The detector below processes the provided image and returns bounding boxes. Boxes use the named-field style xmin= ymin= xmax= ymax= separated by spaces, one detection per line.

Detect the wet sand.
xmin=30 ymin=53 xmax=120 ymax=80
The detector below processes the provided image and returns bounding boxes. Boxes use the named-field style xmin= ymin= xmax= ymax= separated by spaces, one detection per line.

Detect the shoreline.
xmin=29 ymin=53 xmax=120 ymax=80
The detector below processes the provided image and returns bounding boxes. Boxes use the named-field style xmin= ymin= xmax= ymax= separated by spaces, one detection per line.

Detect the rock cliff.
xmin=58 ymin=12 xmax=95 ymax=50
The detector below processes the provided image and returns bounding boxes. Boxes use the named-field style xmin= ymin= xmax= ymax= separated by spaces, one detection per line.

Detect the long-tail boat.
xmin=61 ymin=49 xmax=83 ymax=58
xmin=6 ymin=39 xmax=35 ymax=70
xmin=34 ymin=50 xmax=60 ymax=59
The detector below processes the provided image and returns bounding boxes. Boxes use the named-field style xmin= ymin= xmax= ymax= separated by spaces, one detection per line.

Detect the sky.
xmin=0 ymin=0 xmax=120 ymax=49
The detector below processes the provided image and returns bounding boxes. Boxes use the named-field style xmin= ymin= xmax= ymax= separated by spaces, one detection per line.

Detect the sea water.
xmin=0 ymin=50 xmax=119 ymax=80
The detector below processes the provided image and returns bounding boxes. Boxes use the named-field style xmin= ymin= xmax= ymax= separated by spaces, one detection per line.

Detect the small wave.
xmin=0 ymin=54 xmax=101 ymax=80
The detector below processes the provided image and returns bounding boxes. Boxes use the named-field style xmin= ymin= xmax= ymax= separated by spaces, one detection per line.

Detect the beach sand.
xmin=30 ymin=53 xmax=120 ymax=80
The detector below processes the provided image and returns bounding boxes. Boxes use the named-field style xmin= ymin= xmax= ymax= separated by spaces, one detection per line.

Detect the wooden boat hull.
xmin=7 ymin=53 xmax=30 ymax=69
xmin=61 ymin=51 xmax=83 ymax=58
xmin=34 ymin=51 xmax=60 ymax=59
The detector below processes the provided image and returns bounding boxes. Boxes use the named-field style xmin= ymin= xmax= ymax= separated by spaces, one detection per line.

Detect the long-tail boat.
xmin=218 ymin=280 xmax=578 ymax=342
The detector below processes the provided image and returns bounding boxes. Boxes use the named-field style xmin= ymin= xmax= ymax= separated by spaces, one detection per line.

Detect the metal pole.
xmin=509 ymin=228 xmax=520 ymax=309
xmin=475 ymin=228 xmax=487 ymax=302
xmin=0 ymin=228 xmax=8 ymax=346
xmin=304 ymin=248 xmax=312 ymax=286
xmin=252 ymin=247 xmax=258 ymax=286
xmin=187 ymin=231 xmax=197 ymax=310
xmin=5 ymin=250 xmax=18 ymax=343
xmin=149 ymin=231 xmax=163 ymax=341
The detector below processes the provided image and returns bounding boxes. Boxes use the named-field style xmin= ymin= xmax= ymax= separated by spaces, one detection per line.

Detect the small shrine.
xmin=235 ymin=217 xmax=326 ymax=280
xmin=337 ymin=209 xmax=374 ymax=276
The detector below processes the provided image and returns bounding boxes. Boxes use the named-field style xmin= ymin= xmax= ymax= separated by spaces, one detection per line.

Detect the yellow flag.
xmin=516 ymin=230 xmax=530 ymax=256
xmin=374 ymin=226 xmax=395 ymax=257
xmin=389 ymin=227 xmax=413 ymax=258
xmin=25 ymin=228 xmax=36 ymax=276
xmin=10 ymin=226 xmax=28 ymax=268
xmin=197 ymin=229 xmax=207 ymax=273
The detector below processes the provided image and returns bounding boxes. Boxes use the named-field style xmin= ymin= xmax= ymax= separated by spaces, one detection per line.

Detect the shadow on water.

Task to carry out:
Change "shoreline" to "waterline" in the records from the first line through the line with "xmin=58 ymin=12 xmax=95 ymax=50", and write out those lines again with everything else left as is.

Answer for this exercise:
The detector below processes the provided image and returns bounding boxes. Boxes use the named-field style xmin= ymin= xmax= ymax= separated by spaces, one detection per line.

Detect the wet sand.
xmin=30 ymin=53 xmax=120 ymax=80
The detector below processes the provided image and returns bounding boxes. Boxes use the named-field style xmin= ymin= xmax= ymax= separated by spaces, one detection per line.

Detect the waterline.
xmin=29 ymin=53 xmax=120 ymax=80
The detector below processes the provided image and returns bounding boxes. Boxes use the named-field style xmin= ymin= xmax= ymax= separated by spaces, one detection per line.

Detect the rock cliff.
xmin=58 ymin=12 xmax=95 ymax=50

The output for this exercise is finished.